[Görev Yönergesi]
1. Dünya tarihindeki dönemler üzerine yazıya göre İlk Çağ hangi olayla sona ermiştir?
2. Dünya tarihindeki dönemler üzerine yazıyı son cümlesinden itibaren sürdürün.

[Metin Parçası]
- - - - - - -

“Açık perde” dönemi
Aydın ÖNCEL
Ekonomist
Dünya ve insanlık tarihinde her dönem, bazı olaylarla açılıp, kapanmıştır. Yazının icadıyla başlayan İlk Çağ, Kavimler Göçü’yle son bulmuştur, örneğin. Fransız Devrimi; monarşiye son vermiştir. Demokrasi anlayışını ortaya çıkararak, eşitlik, özgürlük ve adalet ilkelerinin yaygınlaşmasını sağlamış, köleliği bitirmiştir. 1917 Ekim Devrimi; feodaliteyi yıkarak, dünyada ilk kez komünist bir devletin, Sovyetler Birliği’nin kurulmasının yolunu açmıştır…
Barış Kararnamesi yayınlayarak, Birinci Dünya Savaşı’ndan çekildiklerini açıklayan Sovyet Hükümeti, yıllar sonra İkinci Dünya Savaşı’nın galibi olacaktır... Bu sonuç; devletçi politikaları, 1970’lerde yaşanan petrol krizine kadar, piyasaları özel teşebbüsün yönetmesini savunan neo-liberal politikalar karşısında güçlü kılmıştır.
1991 yılında Sovyetler Birliği’nin dağılmasıyla, dünyanın siyasi haritası da tamamen değişti. Bu dönemde Avrupa’da konjonktürün kötü oluşu, tüm dünyada ABD hegemonyasını güçlendirdi. Egemen yapı, zaman kaybetmeden küreselleşme sürecini başlattı… Tabi ki, bu garabet, dünyayı içinde bulunduğumuz çıkmaza sokmakta gecikmedi…
Dünyanın hemen hemen her ülkesinde savaşlar, iç savaşlar çıkarıldı, darbeler gerçekleştirildi, milyonlarca insan katledildi. Son olarak; küresel garabetin, neo-liberal, tek kutuplu, emperyalist siyasetin ürünü olan Ukrayna-Rusya Savaşı, dünyayı nükleer silah tehdidi altına soktu! Bu tehdidin ciddiyetini, ünlü bilim insanı Albert Einstein’e atfedilen; “Üçüncü Dünya Savaşı’nda hangi silahların kullanılacağını bilmiyorum ama Dördüncü Dünya Savaşı’nda taş ve sopalar olacağını biliyorum” şeklindeki özdeyiş çok iyi anlatmaktadır.

- - - - - - -

[Gösterilen Veriler]

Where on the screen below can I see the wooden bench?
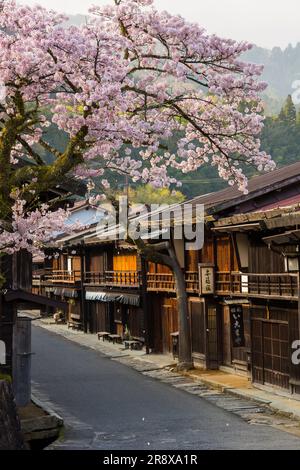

- - - - - - -

[Beklenen Yanıtlar]
1. Kavimler Göçü'yle.

2.
Tüm bu olaylardan da anlaşılacağı gibi tarihsel süreç, kırılmalarla, makas değiştirerek, yoluna hızla devam etmektedir...
Bir krizle hayat bulan ve aslında uzunca bir zamandır can çekişen tek kutuplu, neo-liberal, küresel düzen, “krizle gelen, krizle gider” tezini doğrularcasına, yine bir krizle son bulmak üzeredir. Tarihte kirli, kanlı bir sayfa daha kapanmaktadır. Dünya yeni bir yol ayrımındadır!
Yaptırımların sonuçları
Emperyalist Batı kışkırtmalarıyla sıcak savaşa giren Ukrayna ve Rusya’nın dünya ticaretinde payı oldukça büyük. Bu iki ülkenin savaşı sürdürmesi halinde Batı, özellikle enerji ve gıda alanında çok büyük bir krizle karşı karşıya kalacaktır.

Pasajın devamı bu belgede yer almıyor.